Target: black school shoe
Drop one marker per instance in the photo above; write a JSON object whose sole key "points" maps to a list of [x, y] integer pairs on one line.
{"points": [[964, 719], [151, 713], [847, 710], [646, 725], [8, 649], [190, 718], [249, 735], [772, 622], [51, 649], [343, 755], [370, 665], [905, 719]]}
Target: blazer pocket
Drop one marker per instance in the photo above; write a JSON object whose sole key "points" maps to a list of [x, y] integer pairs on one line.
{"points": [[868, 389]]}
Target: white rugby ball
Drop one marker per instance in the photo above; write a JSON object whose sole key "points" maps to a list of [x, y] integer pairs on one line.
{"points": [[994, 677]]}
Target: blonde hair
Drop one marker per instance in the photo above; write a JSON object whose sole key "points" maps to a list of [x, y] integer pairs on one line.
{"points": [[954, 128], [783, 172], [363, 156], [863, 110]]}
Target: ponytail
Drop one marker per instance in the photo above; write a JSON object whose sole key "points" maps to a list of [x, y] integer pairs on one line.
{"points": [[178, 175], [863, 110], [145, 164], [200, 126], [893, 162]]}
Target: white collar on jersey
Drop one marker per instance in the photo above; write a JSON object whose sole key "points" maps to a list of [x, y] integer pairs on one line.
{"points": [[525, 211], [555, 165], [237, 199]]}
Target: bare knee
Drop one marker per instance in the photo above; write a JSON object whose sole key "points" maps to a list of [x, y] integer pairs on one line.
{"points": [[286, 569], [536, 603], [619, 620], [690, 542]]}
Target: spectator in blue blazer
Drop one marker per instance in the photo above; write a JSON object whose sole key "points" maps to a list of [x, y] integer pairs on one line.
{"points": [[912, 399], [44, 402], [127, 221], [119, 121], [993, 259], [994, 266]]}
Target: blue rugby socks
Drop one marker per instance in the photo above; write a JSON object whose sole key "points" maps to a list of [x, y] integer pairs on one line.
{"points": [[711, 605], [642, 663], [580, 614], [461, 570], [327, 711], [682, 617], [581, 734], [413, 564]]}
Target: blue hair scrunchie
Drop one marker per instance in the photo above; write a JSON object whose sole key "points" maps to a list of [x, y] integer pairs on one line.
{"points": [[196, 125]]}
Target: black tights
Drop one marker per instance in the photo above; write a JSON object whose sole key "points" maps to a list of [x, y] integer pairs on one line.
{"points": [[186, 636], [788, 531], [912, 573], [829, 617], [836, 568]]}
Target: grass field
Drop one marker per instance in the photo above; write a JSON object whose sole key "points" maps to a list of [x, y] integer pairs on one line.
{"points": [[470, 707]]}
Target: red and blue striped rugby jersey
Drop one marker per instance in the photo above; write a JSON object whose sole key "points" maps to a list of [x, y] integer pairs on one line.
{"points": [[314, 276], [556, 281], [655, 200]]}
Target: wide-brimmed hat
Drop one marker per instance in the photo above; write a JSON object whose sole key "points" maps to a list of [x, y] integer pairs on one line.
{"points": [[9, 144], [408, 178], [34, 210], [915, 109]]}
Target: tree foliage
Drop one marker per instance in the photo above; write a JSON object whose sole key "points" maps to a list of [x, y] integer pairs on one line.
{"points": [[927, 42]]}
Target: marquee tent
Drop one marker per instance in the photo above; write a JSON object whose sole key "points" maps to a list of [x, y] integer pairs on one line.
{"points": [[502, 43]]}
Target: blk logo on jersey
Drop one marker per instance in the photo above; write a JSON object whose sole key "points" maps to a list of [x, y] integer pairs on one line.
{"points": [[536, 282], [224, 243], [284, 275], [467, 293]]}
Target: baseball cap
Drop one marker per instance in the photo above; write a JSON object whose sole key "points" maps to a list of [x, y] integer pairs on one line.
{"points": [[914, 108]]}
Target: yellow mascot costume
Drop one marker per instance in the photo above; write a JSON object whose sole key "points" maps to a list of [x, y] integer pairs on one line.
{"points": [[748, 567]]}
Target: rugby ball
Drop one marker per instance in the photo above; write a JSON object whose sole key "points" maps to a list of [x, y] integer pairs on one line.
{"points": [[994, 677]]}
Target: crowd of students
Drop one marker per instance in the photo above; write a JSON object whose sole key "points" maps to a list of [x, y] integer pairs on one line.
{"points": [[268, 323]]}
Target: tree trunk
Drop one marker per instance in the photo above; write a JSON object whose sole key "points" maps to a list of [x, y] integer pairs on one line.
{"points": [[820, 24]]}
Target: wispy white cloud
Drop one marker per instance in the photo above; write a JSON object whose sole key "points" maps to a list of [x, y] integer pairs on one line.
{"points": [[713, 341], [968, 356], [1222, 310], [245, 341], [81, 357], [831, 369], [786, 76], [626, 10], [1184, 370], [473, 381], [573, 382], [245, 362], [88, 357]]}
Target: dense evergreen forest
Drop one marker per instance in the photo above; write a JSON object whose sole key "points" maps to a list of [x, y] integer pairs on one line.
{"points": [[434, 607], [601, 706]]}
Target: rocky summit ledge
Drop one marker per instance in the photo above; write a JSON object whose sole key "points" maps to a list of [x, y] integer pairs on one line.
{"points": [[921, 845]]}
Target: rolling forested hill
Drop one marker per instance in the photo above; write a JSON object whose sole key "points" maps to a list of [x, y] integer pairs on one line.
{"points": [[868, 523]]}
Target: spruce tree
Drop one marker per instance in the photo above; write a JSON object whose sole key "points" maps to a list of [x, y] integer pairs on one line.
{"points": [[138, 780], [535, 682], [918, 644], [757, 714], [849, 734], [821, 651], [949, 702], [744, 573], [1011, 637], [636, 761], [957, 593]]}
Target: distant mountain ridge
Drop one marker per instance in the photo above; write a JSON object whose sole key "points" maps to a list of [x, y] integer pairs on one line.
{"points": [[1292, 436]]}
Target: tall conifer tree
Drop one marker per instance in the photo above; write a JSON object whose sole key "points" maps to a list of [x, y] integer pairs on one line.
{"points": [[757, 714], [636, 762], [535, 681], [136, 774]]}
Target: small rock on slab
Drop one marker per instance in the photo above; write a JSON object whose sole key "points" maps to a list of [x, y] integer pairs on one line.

_ _ _ _ _

HOW TO COMPLETE THIS TASK: Which lines in the entries above contain "white"? Pull each of them out.

RESPONSE AREA:
Target: white rugby ball
Target: white collar on jersey
Target: wispy white cloud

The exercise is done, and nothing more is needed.